Родился я в религиозной семье и веру в бога воспринял столь же естественно и неизбежно, как своих собственных родителей. Жили мы тогда в деревне Огородники Калинковичского района Гомельской области.
Вскоре началась Отечественная война. Отец ушел на фронт и погиб. Белоруссию оккупировали гитлеровские полчища. Наша деревенская жизнь, и без того не очень-то бурная, совсем притихла. По вечерам опасливо собирались по хатам — кто поговорить о тяжких временах, кто вспомнить родственников и друзей, ушедших на фронт или в лес, к партизанам, а кто-то помолиться господу богу, как им казалось, единственной надежде во всех бедах.
Помню, как примерно с трех лет мать водила меня в молитвенное собрание христиан веры евангельской — пятидесятников. Всего в деревне и на окрестных хуторах их было человек тридцать. Руководила ими сестра моего отца. Иногда в молитвенном собрании появлялся и Петр Журавель — пресвитер калинковичской общины, в которую входили группы верующих подобно нашей, обосновавшиеся в разных деревнях района.

++++++

▸ Текущее задание 1
Оформи в виде JSON-списка строк записи с самого начала и до строки с «18 57 233 350» включительно, по одной строке на элемент списка. Пустые строки не включай.

(Записи из набора данных)
++++++

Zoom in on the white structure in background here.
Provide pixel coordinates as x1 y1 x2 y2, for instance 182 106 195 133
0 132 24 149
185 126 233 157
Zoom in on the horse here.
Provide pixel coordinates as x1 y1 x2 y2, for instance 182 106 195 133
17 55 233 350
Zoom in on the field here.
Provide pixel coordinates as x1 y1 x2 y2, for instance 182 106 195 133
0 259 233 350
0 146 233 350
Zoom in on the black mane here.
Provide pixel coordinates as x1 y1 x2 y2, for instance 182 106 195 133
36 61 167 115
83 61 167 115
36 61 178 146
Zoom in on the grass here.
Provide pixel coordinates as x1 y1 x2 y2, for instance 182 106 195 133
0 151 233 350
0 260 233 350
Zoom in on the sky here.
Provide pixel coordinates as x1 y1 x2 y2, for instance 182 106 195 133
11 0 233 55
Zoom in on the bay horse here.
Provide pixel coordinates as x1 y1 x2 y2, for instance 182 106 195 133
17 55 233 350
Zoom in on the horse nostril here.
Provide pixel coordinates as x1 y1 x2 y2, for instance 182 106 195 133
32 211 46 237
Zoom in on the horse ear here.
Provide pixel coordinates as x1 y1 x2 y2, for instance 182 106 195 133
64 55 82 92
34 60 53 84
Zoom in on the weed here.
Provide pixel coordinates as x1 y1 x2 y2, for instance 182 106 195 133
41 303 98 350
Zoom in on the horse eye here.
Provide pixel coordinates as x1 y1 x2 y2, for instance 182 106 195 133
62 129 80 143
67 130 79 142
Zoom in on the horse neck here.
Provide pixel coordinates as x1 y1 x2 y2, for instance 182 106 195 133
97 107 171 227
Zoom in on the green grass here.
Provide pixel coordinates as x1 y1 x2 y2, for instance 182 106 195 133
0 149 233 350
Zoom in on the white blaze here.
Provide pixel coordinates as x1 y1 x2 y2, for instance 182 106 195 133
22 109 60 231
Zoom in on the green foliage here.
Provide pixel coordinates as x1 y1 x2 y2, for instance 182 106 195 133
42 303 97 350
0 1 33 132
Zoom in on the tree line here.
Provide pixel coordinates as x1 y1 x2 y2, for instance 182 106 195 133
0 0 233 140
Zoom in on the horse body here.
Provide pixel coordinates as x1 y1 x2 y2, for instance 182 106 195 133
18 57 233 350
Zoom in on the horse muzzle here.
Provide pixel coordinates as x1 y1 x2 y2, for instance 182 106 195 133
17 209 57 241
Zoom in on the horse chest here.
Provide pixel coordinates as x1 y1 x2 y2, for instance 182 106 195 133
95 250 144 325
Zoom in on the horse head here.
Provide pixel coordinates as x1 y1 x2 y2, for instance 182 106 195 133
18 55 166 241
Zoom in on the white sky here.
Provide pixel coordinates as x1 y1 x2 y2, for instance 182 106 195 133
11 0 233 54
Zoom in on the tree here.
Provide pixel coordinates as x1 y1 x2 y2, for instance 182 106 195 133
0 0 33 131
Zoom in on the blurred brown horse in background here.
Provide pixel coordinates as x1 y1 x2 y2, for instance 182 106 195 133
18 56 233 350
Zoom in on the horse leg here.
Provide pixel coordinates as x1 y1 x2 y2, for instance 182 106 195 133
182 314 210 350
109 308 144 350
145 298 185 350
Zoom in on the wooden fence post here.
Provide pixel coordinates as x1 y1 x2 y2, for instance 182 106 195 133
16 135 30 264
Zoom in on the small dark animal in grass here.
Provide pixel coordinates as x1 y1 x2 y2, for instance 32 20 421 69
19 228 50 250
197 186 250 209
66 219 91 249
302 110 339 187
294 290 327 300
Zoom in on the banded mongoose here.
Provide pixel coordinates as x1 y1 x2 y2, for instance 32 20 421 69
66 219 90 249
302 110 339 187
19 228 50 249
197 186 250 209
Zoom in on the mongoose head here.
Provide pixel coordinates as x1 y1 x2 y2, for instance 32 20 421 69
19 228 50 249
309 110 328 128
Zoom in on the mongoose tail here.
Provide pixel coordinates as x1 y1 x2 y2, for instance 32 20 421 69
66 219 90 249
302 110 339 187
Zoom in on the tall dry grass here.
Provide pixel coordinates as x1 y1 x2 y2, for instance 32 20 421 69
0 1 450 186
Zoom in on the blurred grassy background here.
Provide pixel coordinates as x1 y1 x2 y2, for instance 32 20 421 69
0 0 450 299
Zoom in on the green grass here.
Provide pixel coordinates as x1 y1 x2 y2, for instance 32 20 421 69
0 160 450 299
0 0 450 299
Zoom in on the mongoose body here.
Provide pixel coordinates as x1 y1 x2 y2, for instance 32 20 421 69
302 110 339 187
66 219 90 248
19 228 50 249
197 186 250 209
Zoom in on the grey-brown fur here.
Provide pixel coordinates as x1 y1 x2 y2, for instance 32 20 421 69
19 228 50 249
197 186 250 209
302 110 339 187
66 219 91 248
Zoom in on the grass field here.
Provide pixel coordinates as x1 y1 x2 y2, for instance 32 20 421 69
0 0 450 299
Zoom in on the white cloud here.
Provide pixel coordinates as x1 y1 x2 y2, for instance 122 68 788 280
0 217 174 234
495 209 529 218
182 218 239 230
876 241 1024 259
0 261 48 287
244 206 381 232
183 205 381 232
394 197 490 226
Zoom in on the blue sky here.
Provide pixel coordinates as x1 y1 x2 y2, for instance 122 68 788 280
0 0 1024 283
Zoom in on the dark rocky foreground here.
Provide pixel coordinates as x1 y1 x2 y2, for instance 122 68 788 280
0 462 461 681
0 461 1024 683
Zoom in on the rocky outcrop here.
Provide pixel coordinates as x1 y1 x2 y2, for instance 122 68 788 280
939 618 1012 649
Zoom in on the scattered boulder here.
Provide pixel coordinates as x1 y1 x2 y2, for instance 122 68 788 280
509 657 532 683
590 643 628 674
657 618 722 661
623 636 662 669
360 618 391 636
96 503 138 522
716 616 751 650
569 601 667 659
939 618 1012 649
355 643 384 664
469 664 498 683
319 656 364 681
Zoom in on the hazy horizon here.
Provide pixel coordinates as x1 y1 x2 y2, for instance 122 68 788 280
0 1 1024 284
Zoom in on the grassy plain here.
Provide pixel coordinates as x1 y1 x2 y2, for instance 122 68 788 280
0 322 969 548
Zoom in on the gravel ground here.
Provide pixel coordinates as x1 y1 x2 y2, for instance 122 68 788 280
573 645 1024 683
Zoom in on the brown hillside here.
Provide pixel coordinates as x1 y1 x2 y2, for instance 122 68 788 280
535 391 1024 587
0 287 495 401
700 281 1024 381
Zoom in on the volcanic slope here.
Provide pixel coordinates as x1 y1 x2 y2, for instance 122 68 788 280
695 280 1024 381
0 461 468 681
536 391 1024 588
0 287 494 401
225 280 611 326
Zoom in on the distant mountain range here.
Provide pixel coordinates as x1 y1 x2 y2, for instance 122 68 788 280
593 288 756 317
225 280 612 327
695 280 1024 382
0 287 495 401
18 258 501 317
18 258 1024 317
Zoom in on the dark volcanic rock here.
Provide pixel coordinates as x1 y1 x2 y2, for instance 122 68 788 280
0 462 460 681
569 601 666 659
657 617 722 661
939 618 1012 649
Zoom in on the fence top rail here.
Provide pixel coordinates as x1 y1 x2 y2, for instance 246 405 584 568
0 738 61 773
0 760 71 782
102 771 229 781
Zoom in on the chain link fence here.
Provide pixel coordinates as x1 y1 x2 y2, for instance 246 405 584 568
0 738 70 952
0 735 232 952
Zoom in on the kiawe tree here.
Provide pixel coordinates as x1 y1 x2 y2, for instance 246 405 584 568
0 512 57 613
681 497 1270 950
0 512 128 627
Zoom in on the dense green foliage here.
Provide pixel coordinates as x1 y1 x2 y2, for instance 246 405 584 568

++++++

▸ Текущее задание 2
В какой деревне, судя по отрывку, жила тогда семья рассказчика?

▸ Правильный ответ 1
[
  "Zoom in on the white structure in background here.",
  "Provide pixel coordinates as x1 y1 x2 y2, for instance 182 106 195 133",
  "0 132 24 149",
  "185 126 233 157",
  "Zoom in on the horse here.",
  "Provide pixel coordinates as x1 y1 x2 y2, for instance 182 106 195 133",
  "17 55 233 350",
  "Zoom in on the field here.",
  "Provide pixel coordinates as x1 y1 x2 y2, for instance 182 106 195 133",
  "0 259 233 350",
  "0 146 233 350",
  "Zoom in on the black mane here.",
  "Provide pixel coordinates as x1 y1 x2 y2, for instance 182 106 195 133",
  "36 61 167 115",
  "83 61 167 115",
  "36 61 178 146",
  "Zoom in on the grass here.",
  "Provide pixel coordinates as x1 y1 x2 y2, for instance 182 106 195 133",
  "0 151 233 350",
  "0 260 233 350",
  "Zoom in on the sky here.",
  "Provide pixel coordinates as x1 y1 x2 y2, for instance 182 106 195 133",
  "11 0 233 55",
  "Zoom in on the bay horse here.",
  "Provide pixel coordinates as x1 y1 x2 y2, for instance 182 106 195 133",
  "17 55 233 350",
  "Zoom in on the horse nostril here.",
  "Provide pixel coordinates as x1 y1 x2 y2, for instance 182 106 195 133",
  "32 211 46 237",
  "Zoom in on the horse ear here.",
  "Provide pixel coordinates as x1 y1 x2 y2, for instance 182 106 195 133",
  "64 55 82 92",
  "34 60 53 84",
  "Zoom in on the weed here.",
  "Provide pixel coordinates as x1 y1 x2 y2, for instance 182 106 195 133",
  "41 303 98 350",
  "Zoom in on the horse eye here.",
  "Provide pixel coordinates as x1 y1 x2 y2, for instance 182 106 195 133",
  "62 129 80 143",
  "67 130 79 142",
  "Zoom in on the horse neck here.",
  "Provide pixel coordinates as x1 y1 x2 y2, for instance 182 106 195 133",
  "97 107 171 227",
  "Zoom in on the green grass here.",
  "Provide pixel coordinates as x1 y1 x2 y2, for instance 182 106 195 133",
  "0 149 233 350",
  "Zoom in on the white blaze here.",
  "Provide pixel coordinates as x1 y1 x2 y2, for instance 182 106 195 133",
  "22 109 60 231",
  "Zoom in on the green foliage here.",
  "Provide pixel coordinates as x1 y1 x2 y2, for instance 182 106 195 133",
  "42 303 97 350",
  "0 1 33 132",
  "Zoom in on the tree line here.",
  "Provide pixel coordinates as x1 y1 x2 y2, for instance 182 106 195 133",
  "0 0 233 140",
  "Zoom in on the horse body here.",
  "Provide pixel coordinates as x1 y1 x2 y2, for instance 182 106 195 133",
  "18 57 233 350"
]

▸ Правильный ответ 2
В деревне Огородники Калинковичского района Гомельской области.